TO DO
Could you put every line of the material below into a JSON list of strings, one string per line, with blank lines skipped and the pictures left out?

EXCERPTED RECORDS
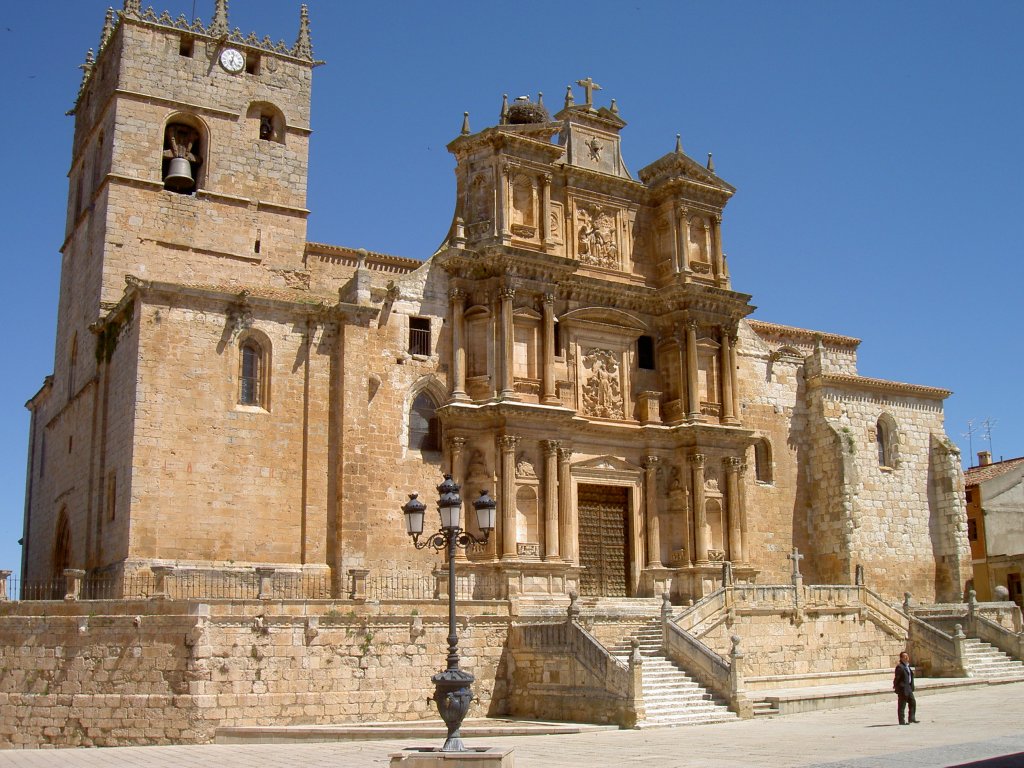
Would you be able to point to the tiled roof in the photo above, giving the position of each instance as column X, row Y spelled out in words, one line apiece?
column 978, row 475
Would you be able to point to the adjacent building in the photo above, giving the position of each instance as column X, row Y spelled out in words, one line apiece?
column 995, row 526
column 227, row 395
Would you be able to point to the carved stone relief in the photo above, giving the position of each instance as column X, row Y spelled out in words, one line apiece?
column 602, row 390
column 479, row 199
column 523, row 207
column 524, row 467
column 597, row 241
column 698, row 245
column 555, row 222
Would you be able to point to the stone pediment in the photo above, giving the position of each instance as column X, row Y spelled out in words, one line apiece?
column 605, row 316
column 607, row 464
column 526, row 313
column 676, row 165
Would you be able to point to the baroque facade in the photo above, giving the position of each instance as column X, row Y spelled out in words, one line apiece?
column 228, row 396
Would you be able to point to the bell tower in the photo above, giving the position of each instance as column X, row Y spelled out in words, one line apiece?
column 189, row 164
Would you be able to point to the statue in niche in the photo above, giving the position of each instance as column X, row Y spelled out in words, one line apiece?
column 675, row 483
column 602, row 391
column 479, row 200
column 596, row 237
column 522, row 202
column 698, row 240
column 524, row 467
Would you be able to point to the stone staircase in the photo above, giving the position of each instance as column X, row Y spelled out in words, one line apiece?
column 987, row 662
column 671, row 696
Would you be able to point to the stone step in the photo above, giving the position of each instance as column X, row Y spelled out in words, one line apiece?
column 985, row 660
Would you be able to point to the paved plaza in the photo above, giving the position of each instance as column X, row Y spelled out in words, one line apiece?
column 963, row 727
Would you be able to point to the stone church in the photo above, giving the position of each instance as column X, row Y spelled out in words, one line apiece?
column 228, row 397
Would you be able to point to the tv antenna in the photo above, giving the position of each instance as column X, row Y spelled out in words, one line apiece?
column 972, row 429
column 987, row 425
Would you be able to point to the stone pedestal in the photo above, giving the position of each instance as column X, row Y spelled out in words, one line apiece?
column 474, row 757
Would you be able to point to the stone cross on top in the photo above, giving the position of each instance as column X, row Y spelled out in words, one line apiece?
column 589, row 87
column 796, row 557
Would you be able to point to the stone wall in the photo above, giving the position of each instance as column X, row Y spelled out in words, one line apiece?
column 166, row 672
column 822, row 647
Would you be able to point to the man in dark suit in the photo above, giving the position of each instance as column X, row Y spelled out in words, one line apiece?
column 903, row 685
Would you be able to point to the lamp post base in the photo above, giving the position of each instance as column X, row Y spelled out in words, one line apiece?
column 453, row 696
column 431, row 757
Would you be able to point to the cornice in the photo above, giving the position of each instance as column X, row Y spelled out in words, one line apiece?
column 850, row 381
column 803, row 334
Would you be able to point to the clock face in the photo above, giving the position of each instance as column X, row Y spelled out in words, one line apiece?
column 231, row 60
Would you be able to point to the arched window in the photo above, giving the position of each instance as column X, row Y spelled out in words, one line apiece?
column 268, row 122
column 61, row 547
column 72, row 363
column 887, row 440
column 424, row 426
column 762, row 461
column 184, row 151
column 252, row 374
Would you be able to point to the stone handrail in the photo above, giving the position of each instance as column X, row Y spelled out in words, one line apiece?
column 994, row 633
column 702, row 612
column 888, row 619
column 616, row 690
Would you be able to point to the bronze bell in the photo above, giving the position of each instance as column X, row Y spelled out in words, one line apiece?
column 179, row 176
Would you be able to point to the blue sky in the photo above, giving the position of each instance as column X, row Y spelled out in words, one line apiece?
column 877, row 147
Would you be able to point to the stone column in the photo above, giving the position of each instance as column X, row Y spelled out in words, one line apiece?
column 725, row 363
column 548, row 394
column 456, row 448
column 699, row 519
column 566, row 509
column 507, row 443
column 742, row 512
column 265, row 577
column 160, row 573
column 551, row 526
column 653, row 513
column 458, row 298
column 692, row 391
column 716, row 237
column 502, row 203
column 507, row 342
column 73, row 584
column 683, row 242
column 733, row 340
column 735, row 553
column 545, row 223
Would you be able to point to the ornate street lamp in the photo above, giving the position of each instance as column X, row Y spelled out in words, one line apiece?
column 452, row 687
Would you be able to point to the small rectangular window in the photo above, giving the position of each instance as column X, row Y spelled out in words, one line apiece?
column 112, row 496
column 419, row 336
column 645, row 353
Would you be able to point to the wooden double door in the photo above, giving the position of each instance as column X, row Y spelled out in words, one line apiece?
column 604, row 540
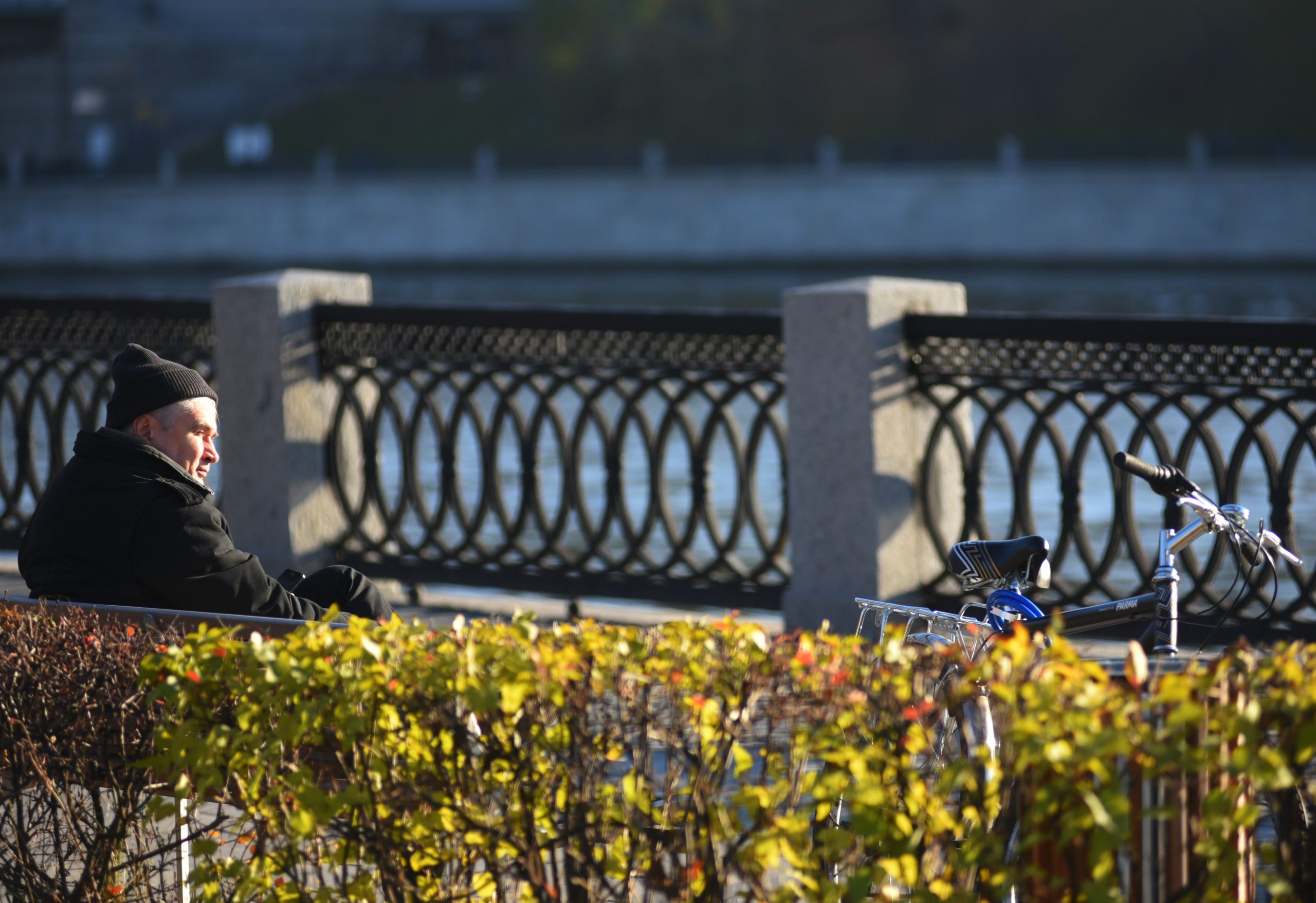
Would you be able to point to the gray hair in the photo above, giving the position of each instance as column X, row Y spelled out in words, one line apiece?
column 170, row 414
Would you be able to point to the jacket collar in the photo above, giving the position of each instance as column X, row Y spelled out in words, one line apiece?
column 120, row 448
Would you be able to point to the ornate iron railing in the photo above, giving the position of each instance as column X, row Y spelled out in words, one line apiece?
column 54, row 381
column 1033, row 408
column 623, row 455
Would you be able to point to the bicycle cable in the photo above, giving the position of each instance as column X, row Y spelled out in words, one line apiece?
column 1252, row 563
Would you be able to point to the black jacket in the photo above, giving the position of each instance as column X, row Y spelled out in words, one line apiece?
column 123, row 525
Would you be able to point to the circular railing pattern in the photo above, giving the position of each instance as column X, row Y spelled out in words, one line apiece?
column 653, row 482
column 1036, row 459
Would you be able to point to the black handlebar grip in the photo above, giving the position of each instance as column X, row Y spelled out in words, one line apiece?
column 1164, row 480
column 1140, row 467
column 1252, row 552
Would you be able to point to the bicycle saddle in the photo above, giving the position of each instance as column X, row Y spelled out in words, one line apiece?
column 986, row 561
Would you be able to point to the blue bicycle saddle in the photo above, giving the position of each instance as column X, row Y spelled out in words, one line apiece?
column 979, row 563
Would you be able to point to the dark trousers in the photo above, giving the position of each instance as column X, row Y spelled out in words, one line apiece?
column 348, row 589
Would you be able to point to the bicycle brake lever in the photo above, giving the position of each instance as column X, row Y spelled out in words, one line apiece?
column 1273, row 543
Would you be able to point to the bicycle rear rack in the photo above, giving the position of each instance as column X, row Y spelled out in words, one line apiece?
column 938, row 627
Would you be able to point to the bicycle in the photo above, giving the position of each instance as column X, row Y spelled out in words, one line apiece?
column 1009, row 568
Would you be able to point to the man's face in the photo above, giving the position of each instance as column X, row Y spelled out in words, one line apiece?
column 190, row 441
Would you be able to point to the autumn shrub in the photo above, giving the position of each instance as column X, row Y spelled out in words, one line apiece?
column 574, row 763
column 76, row 812
column 599, row 763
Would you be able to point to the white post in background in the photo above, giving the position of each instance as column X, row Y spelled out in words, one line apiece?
column 184, row 861
column 856, row 444
column 276, row 412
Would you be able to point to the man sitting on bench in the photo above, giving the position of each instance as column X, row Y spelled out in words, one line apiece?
column 130, row 519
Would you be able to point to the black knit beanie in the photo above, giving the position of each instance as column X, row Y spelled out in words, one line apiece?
column 144, row 382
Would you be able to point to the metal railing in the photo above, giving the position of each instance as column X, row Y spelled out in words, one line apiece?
column 1035, row 407
column 622, row 455
column 54, row 381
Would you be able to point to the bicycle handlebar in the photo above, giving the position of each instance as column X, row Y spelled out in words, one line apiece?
column 1164, row 480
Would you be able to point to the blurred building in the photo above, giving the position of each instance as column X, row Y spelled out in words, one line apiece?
column 112, row 83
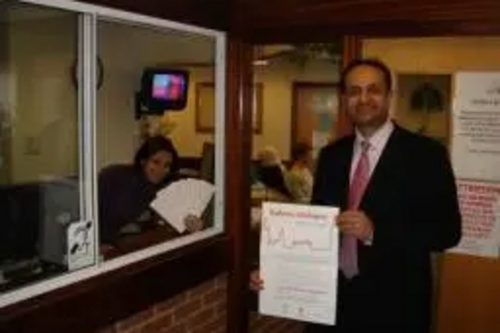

EXERCISE RESPONSE
[
  "Would you be able to point to the tiled roof in the photo above, giving the position of each instance as column X, row Y spelled out in words, one line apiece?",
  "column 978, row 475",
  "Would you be able to point to the adjacent building in the photo above, giving the position of each instance as column X, row Y spelled out in words, one line apiece?",
  "column 995, row 526",
  "column 227, row 395",
  "Would you be able to point to the carved stone relief in the photo above, giving the position of each instance as column X, row Y spelled out in words, one line apiece?",
  "column 602, row 390",
  "column 479, row 199",
  "column 523, row 207",
  "column 524, row 467",
  "column 597, row 241",
  "column 698, row 245",
  "column 555, row 222",
  "Would you be able to point to the stone pediment in the photo above, giving the position of each instance as column X, row Y spelled out in words, one line apiece?",
  "column 605, row 316",
  "column 607, row 464",
  "column 526, row 313",
  "column 676, row 165",
  "Would you be able to point to the baroque facade in the photo above, giving the position of each instance as column X, row Y spelled out in words, one line apiece?",
  "column 228, row 396",
  "Would you be able to point to the bell tower in the photo above, giving the position of each instance as column X, row Y spelled out in words, one line apiece?",
  "column 189, row 164",
  "Would you be able to point to the statue in niche in the photo above, giving the position of each instance as column X, row Y spelled out in words, one line apiece?",
  "column 675, row 483",
  "column 602, row 391",
  "column 479, row 200",
  "column 596, row 237",
  "column 522, row 202",
  "column 698, row 240",
  "column 524, row 467",
  "Would you be able to point to the stone staircase in the photo above, giving the position of each instance as column X, row Y spelled out in words, one line apiece?",
  "column 987, row 662",
  "column 671, row 696",
  "Would you be able to point to the stone step in the photo above, giving the position of each instance as column X, row Y spelled out in words, one line apiece?",
  "column 985, row 660",
  "Would you be able to point to the paved plaza in the photo above, giving the position of each instance as column X, row Y spelled out in words, one line apiece?",
  "column 963, row 727",
  "Would you be able to point to the stone church in the photo above, giving the position of each instance as column X, row Y spelled out in words, one line apiece?",
  "column 228, row 397",
  "Would you be able to point to the tv antenna in the photo above, giving the position of each instance as column X, row Y spelled out in words, one line apiece?",
  "column 972, row 429",
  "column 987, row 425",
  "Would you be able to point to the stone pedestal in the photo above, giving the position of each instance as column X, row Y spelled out in words, one line apiece?",
  "column 474, row 757",
  "Would you be able to point to the stone cross on top in the photo above, giving the position of each instance as column X, row Y spelled out in words, one line apiece?",
  "column 589, row 87",
  "column 796, row 557",
  "Would you be able to point to the stone wall in the photo above, giving the position of each instance as column X, row Y spelled out in words, one line apiece?",
  "column 166, row 672",
  "column 822, row 647",
  "Would you be able to point to the man in dark suit in the photo above, giving the position of each instance as column X, row Y spelled out in words, one line apiece?",
  "column 903, row 685",
  "Would you be able to point to the lamp post base in the photo above, giving the position of each instance as column X, row Y spelled out in words, one line apiece?",
  "column 453, row 696",
  "column 431, row 757",
  "Would you be able to point to the cornice in the photo above, giving the position of each instance as column X, row Y spelled out in words, one line apiece?",
  "column 850, row 381",
  "column 803, row 334",
  "Would you be able to point to the clock face in the photo above, giving the position of each instance as column X, row Y spelled out in words, one line apiece?",
  "column 231, row 60",
  "Would you be able to point to the arched window in the photo above, giving the position of each instance as column X, row Y spelled out in words, one line apiece?",
  "column 268, row 122",
  "column 61, row 547",
  "column 72, row 363",
  "column 887, row 440",
  "column 424, row 426",
  "column 762, row 461",
  "column 184, row 151",
  "column 252, row 374",
  "Would you be able to point to the stone handrail in the photo above, giving the position of each instance as column X, row Y spelled out in words, one line apiece?",
  "column 994, row 633",
  "column 702, row 612",
  "column 888, row 619",
  "column 616, row 690",
  "Would you be able to point to the bronze bell in the photo above, giving the position of each instance as column X, row Y spelled out in words, one line apiece?",
  "column 179, row 176",
  "Would you be able to point to the blue sky in the photo above, giving the position of each instance as column X, row Y spelled out in words, one line apiece?",
  "column 877, row 147",
  "Would you be able to point to the stone column in the photo above, giving the position of each instance as column X, row Y spelled out in words, one line apiece?",
  "column 725, row 363",
  "column 548, row 394",
  "column 456, row 448",
  "column 699, row 519",
  "column 566, row 509",
  "column 507, row 443",
  "column 742, row 512",
  "column 265, row 577",
  "column 160, row 573",
  "column 551, row 526",
  "column 653, row 513",
  "column 458, row 298",
  "column 692, row 391",
  "column 716, row 237",
  "column 502, row 203",
  "column 507, row 342",
  "column 73, row 584",
  "column 683, row 242",
  "column 733, row 340",
  "column 735, row 553",
  "column 545, row 223",
  "Would you be able to point to the ornate street lamp in the photo above, giving the position of each instance as column X, row Y spelled out in words, one line apiece?",
  "column 452, row 687",
  "Would you be able to point to the small rectangular window in the photo above, giving the position of each instance as column X, row Y spelled out in words, one line apiece?",
  "column 112, row 496",
  "column 419, row 336",
  "column 645, row 353",
  "Would you be able to point to the wooden double door in the photo above, giving the position of each instance as column X, row Y spelled out in words, one line apiece?",
  "column 604, row 540",
  "Would you be able to point to the gray hair in the photo above, giving the position of each instance as column X, row Y spelled out in words, one line apiece?",
  "column 170, row 414",
  "Would you be able to point to the jacket collar in the photo above, giving the position of each instance as column X, row Y spelled out in words, one line apiece?",
  "column 120, row 448",
  "Would you be able to point to the ornate iron railing in the photo above, giving the position of each instance as column X, row Y spelled out in words, one line apiece?",
  "column 54, row 381",
  "column 1033, row 408",
  "column 623, row 455",
  "Would you be able to point to the bicycle cable in the photo above, giving the position of each instance as column X, row Y spelled out in words, one line apiece?",
  "column 1252, row 563",
  "Would you be able to point to the black jacket in the photo above, giving the position of each instance as column X, row Y spelled out in words, one line apiece?",
  "column 123, row 525",
  "Would you be able to point to the circular railing pattern in the photo above, giving the position of each instance as column X, row Y spelled out in words, one line apiece?",
  "column 653, row 482",
  "column 1036, row 459",
  "Would you be able to point to the black handlebar grip in the photo above, giving the position of each instance as column X, row Y spelled out in words, one line apiece?",
  "column 1164, row 480",
  "column 1140, row 467",
  "column 1252, row 552",
  "Would you be able to point to the bicycle saddle in the photo above, giving the position of each instance as column X, row Y spelled out in words, one line apiece?",
  "column 986, row 561",
  "Would you be able to point to the blue bicycle saddle in the photo above, giving the position of each instance as column X, row Y spelled out in words, one line apiece?",
  "column 979, row 563",
  "Would you be able to point to the dark trousers in the photo above, giving the position of each instance as column X, row Y spelled out in words, one line apiece?",
  "column 348, row 589",
  "Would you be able to point to the bicycle brake lever in the photo above, giving the position of each instance as column X, row Y spelled out in words, one line apiece?",
  "column 1273, row 543",
  "Would you be able to point to the bicycle rear rack in the photo above, giving the position of each instance as column X, row Y spelled out in words, one line apiece?",
  "column 938, row 627",
  "Would you be able to point to the bicycle in the photo above, giving the position of each instance as column X, row Y spelled out in words, one line apiece?",
  "column 1009, row 568",
  "Would you be able to point to the man's face in the photo above, giving the position of each instance as column X, row Y spelled out in words, one line apiece?",
  "column 190, row 441",
  "Would you be able to point to the autumn shrub in the photo above, giving the position of each instance as column X, row Y spelled out in words, one line apiece?",
  "column 574, row 763",
  "column 76, row 812",
  "column 599, row 763",
  "Would you be able to point to the white post in background in the photo above, giving the position of each instance as column X, row Y spelled out in words, one line apiece?",
  "column 184, row 861",
  "column 856, row 444",
  "column 276, row 412",
  "Would you be able to point to the man sitting on bench in the photo above, giving the position of each instance as column X, row Y spelled out in words, one line apiece?",
  "column 130, row 519",
  "Would you be able to point to the black knit beanie in the photo above, giving the position of each instance as column X, row Y spelled out in words, one line apiece?",
  "column 144, row 382",
  "Would you be able to point to the metal railing in the photo above, giving the position of each instance as column X, row Y spelled out in words, one line apiece?",
  "column 1035, row 407",
  "column 622, row 455",
  "column 54, row 381",
  "Would you be able to point to the bicycle handlebar in the photo above, giving the position of each instance as column X, row Y spelled out in words, one line apiece?",
  "column 1164, row 480",
  "Would you be able to point to the blurred building in the photo above, giving the position of each instance as column X, row Y spelled out in words, one line apiece?",
  "column 112, row 83"
]